■ **Objectif 1**
Répondez aux questions suivantes d'après le texte sur le beau poisson :
(a) De quelle entreprise de mareyage Alexandre Hervé est-il le directeur de site ?
(b) À quelle fréquence l'entreprise achète-t-elle physiquement en criée ?
(c) Sur quels critères repose la sélection visuelle du poisson ?
■ **Objectif 2**
Prolongez le texte sur le beau poisson à partir de sa dernière phrase, en poursuivant la transcription de l'interview.

■ **Extrait**
###

La quête du beau poisson

Le beau poisson. Quand vous rentrez dans une poissonnerie, c’est votre attente légitime si vous voulez vous faire plaisir. Mais ce beau poisson d’’où vient-il ? Comment est-il pêché ? Comment est-il acheminé ?

Dans la vidéo ci-dessous, j’interview Alexandre Hervé, le directeur de site de l’entreprise de mareyage « Les viviers de Noirmoutier ».

L’interview d’Alexandre, ou comment le beau poisson se retrouve sur nos étals ?

Vous découvrirez dans la première partie de cette vidéo:

  • Comment Alex choisit son poisson avant même qu’il ne soit débarqué.
  • Vous découvrirez quels sont les critères d’agréage pour ne sélectionner que le poisson d’exception.
  • Comment le poisson est-il conditionné pour donner le meilleur de lui-même ?
  • Quelle chaîne logistique est appropriée pour livrer au plus vite et au mieux.

Dans la deuxième partie de cette vidéo, vous découvrirez:

  • Comment l’équipe a très vite compris les besoins en poissons fins des grossistes, des restaurants haut de gamme, et des poissonniers.
  • Vous verrez comment l’entreprise réussit contre vent et marée à entretenir un niveau de qualité exceptionnel.
  • Puis vous allez apprendre comment les équipes préparent l’avenir pour continuer à exceller.
  • Enfin, quelle est la plus grande richesse de l’entreprise au quotidien pour maintenir le meilleur du beau poisson 🙂

Retranscription de l’interview d’Alexandre

Christophe: Alors Alexandre, c’est quoi du beau poisson ???
Alexandre: Aujourd’hui le beau poisson, avec le métier, on arrive à le repérer de loin. Mais l’oeil du professionnel sur place est le plus important. C’est pour cela que nous achetons physiquement (1) toutes les nuits en criées. On a une personne sur place qui agrée le poisson avant même qu’il ne soit acheté en sélectionnant les lots directement.

Superbe Grondin Perlon

Christophe: Quelle est votre politique d’achats pour obtenir les lots que vous souhaitez ?

Alexandre: On a un avantage. C’est que l’on est très proche des marins dans chacun des ports avec lequel on travaille et la veille au soir, avant même que le poisson ne soit en criée, j’ai des messages de la plupart des marins pour me dire Alex: j’ai ton produit, j’ai ta qualité, va sur tel ou tel lot (en criée)
Ce qui nous permet d’avoir une sécurité et de gagner du temps le matin parce qu’on sait sur quels bateaux et quels lots on est susceptibles d’acheter.
Après c’est une sélection visuelle, au niveau de la fermeté, de la robe, de l’oeil du poisson.

###

Exemples d'étiquetage de points
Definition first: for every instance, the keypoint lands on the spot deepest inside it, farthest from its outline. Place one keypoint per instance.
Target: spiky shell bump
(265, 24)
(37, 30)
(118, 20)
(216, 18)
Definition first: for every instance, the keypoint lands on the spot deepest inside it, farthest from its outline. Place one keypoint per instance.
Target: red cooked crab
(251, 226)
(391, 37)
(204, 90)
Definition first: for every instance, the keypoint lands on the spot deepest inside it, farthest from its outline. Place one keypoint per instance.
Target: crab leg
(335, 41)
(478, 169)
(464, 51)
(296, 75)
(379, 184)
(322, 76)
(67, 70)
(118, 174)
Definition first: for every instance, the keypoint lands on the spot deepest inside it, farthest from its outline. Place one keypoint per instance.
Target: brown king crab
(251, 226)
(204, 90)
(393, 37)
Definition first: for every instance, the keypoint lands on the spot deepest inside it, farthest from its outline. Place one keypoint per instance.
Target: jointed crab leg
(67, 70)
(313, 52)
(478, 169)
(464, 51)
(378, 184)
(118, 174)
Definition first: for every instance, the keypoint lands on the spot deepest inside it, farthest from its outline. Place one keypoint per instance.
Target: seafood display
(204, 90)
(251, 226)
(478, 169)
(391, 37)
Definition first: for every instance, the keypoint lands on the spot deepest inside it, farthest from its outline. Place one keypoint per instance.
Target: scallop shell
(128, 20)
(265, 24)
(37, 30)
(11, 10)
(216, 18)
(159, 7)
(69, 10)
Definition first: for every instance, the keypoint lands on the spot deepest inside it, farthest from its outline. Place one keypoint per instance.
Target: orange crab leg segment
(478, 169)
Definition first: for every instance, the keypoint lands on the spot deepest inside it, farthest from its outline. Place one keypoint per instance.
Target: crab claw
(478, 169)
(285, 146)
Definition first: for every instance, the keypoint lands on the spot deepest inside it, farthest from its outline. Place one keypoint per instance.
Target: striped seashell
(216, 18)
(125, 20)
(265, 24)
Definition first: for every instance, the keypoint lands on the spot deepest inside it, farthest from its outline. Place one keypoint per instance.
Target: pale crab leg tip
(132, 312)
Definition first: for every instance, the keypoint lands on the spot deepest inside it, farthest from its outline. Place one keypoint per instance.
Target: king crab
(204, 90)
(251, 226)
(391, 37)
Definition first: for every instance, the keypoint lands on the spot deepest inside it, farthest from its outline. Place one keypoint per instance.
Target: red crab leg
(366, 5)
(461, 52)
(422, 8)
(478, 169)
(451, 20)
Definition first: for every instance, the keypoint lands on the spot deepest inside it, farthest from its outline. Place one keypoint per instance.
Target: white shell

###

■ **Réponse finale 1**
(a) « Les viviers de Noirmoutier ».
(b) Toutes les nuits.
(c) La fermeté, la robe et l'œil du poisson.

■ **Réponse finale 2**
Christophe: Pour les auditeurs il faut préciser qu’il y a différentes qualités en criées. Qualité E, A, B (2). Qu’est-ce que tu sélectionnes ?

Alexandre: Nous on ne fait que du E (pour Extra) ou du double E (pour le très haut de gamme) pour nous, le plus important c’est le mode de pêche. En premier lieu nous avons sélectionné la pêche de ligne, c’est ce qui a fait notre réputation. On travaille le poisson de ligne « Pin’sé » cela assure une sécurité de qualité. Après, chez les ligueurs nous faisons un vrai agréage. Nous avons des marins qui travaillent avec un système de cuves. Dès que le poisson est pêché, il est saigné, et mis en cuve réfrigérée remplie d’eau de mer et de glace. Ce qui fait que l’on va obtenir une rigidité cadavérique (Rigor Mortis : Le poisson ultra frais) plus importante qu’un marin qui va pêcher à la ligne et laisser le poisson sur le pont. Même 20 minutes c’est déjà trop.

Notre clientèle qui sont: des restaurants haut de gamme, de bons grossistes, des poissonniers, qui souhaitent, quand il découpent le poisson, avoir une chair nacrée et translucide. Aujourd’hui c’est à nous de leur apporter ça.

pagre

Christophe: Après la sélection, et l’achat. Comment le poisson est travaillé pour rester aussi beau ?

Alexandre: Tout est une question de conditionnement. Johan notre agréeur, un jeune formé chez nous, et qui a une bonne perception des produits et qui sélectionner le poisson de ligne que l’on va mettre en avant. Parfois ce poisson de ligne, Johan va le déclasser pour dire que ce n’est pas la qualité haut de gamme des Viviers de Noirmoutier. On va le diffuser sous l’appellation, poisson de petits bateaux, qualité Extra.

L’idée, c’est que dès que le poisson arrive chez nous, il soit trié, agréé qualité, recalibré et directement conditionné. À partir du moment ou le poisson est arrivé chez nous, on se donne 1/2 heure à 3/4 d’heure pour qu’il soit directement glacé. Le but c’est qu’il ne voie pas la lumière ni l’air. Il faut être très très réactif le matin. C’est le challenge. On met Johan à l’agréage et le reste de l’équipe est au glaçage de la marchandise , avant la moindre prise de commande.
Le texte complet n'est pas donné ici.